- Opening Delimiter -
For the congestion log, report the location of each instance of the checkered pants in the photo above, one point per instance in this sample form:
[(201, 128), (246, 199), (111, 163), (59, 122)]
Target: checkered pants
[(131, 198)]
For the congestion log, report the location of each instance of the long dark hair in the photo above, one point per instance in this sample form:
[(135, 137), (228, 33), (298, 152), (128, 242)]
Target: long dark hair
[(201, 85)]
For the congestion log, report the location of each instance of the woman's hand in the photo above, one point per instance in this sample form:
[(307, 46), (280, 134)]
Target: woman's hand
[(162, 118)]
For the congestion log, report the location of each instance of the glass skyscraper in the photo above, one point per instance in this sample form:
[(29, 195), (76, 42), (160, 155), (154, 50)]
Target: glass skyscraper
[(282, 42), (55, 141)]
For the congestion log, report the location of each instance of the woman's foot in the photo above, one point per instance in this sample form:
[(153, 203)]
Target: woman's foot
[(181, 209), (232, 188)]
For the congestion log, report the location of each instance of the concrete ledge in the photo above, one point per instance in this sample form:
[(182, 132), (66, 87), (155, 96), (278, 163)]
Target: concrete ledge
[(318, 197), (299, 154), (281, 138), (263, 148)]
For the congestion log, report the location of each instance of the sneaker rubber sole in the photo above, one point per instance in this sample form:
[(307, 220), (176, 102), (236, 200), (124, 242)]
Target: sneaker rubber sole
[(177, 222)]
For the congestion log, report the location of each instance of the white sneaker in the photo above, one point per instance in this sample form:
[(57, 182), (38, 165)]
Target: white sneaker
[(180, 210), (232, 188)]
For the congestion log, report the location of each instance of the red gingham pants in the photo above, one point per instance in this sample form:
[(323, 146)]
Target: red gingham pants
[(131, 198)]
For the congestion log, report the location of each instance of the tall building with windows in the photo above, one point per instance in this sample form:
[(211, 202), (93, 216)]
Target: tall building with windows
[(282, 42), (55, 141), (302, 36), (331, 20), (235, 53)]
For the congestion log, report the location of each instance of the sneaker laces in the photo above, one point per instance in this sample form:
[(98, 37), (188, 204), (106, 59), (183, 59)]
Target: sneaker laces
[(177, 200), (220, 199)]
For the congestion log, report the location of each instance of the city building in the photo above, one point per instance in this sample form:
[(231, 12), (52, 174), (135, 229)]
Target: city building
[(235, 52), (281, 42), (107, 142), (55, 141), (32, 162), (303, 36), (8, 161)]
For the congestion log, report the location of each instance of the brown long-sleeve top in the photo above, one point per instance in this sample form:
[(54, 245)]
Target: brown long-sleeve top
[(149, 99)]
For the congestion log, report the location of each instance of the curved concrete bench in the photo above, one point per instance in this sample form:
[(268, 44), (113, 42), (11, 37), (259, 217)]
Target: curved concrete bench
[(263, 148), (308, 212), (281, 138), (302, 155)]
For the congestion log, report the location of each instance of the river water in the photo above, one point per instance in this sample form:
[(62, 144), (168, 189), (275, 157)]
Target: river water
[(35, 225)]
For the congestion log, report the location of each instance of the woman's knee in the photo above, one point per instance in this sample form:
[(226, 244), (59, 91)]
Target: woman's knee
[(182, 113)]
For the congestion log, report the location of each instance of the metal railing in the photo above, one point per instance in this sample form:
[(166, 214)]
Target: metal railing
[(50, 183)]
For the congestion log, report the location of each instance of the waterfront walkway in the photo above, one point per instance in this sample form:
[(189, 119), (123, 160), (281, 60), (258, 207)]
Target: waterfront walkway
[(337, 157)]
- Closing Delimiter -
- Opening Delimiter -
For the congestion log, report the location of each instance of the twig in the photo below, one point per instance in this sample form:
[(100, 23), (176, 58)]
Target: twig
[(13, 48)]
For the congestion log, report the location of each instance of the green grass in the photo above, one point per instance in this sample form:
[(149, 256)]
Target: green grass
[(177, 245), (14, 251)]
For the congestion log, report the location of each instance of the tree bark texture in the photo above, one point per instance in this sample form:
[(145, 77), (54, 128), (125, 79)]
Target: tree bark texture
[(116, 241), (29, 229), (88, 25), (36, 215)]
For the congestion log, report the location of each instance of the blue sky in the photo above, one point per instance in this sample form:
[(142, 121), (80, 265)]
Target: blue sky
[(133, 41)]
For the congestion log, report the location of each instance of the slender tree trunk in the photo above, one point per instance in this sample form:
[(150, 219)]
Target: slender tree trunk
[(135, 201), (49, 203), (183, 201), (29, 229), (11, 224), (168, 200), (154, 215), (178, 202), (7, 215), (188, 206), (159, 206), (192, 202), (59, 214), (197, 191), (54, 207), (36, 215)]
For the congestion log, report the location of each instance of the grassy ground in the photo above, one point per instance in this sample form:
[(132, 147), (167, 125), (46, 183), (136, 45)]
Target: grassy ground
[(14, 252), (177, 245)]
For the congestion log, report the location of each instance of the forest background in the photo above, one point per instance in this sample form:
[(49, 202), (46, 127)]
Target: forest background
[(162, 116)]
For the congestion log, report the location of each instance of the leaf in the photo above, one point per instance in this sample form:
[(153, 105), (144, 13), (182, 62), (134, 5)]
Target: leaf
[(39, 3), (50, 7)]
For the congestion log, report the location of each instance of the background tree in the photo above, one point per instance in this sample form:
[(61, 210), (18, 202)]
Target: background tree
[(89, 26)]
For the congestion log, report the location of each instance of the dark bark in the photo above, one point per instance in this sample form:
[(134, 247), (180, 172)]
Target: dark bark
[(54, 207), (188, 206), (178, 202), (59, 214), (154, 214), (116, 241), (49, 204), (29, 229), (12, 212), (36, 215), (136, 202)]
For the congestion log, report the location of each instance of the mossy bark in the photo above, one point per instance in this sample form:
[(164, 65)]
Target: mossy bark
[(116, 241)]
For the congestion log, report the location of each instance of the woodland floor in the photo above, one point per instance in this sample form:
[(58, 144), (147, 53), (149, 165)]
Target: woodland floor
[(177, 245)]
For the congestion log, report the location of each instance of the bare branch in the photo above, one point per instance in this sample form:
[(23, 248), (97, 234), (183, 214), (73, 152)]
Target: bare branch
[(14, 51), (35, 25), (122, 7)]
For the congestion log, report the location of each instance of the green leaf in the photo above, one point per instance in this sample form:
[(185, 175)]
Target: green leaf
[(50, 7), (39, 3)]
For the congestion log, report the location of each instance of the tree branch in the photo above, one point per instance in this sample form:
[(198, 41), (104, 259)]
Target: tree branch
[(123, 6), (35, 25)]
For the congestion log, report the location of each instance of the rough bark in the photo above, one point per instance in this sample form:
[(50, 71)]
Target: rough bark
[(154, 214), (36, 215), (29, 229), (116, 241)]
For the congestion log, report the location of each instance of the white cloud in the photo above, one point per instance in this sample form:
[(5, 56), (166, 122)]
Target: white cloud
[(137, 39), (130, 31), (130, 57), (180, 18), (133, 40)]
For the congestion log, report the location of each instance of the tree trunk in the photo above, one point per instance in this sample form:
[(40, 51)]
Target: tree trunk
- Closing Delimiter -
→ Problem to work on
In the entries above, the lines between the one holding "Target: sneaker rubber sole" and the one holding "of the brown", inclusive, are to be printed exactly as written, and those alone.

→ Response to the exercise
Target: sneaker rubber sole
[(177, 222)]
For the congestion log, report the location of each instance of the white sneaker in the photo above, one point per instance in this sample form:
[(57, 182), (38, 165)]
Target: white sneaker
[(180, 210), (232, 188)]
For the congestion log, report the location of each instance of the red gingham pants in the photo above, one point per instance in this sample form:
[(323, 146)]
Target: red gingham pants
[(131, 198)]
For the congestion log, report the location of each instance of the tall building with windows in the photo above, one point per instance in this sample form:
[(211, 202), (93, 216)]
Target: tall building with windows
[(282, 42), (55, 141), (302, 36), (331, 20), (235, 53)]
For the congestion log, report the location of each instance of the sneaker laces in the photo above, one point per instance in this sample form:
[(98, 37), (188, 204), (106, 59), (183, 59)]
Target: sneaker laces
[(177, 200), (220, 199)]
For the congestion log, report the location of each instance of the city building in the photo above, one point per instance in this sample form:
[(231, 12), (52, 174), (135, 229)]
Target: city building
[(235, 52), (281, 42), (107, 142), (55, 141), (32, 162), (303, 36), (8, 161)]
For the congestion log, report the location of each instance of the brown long-sleeve top in the photo above, one point per instance in this sample form:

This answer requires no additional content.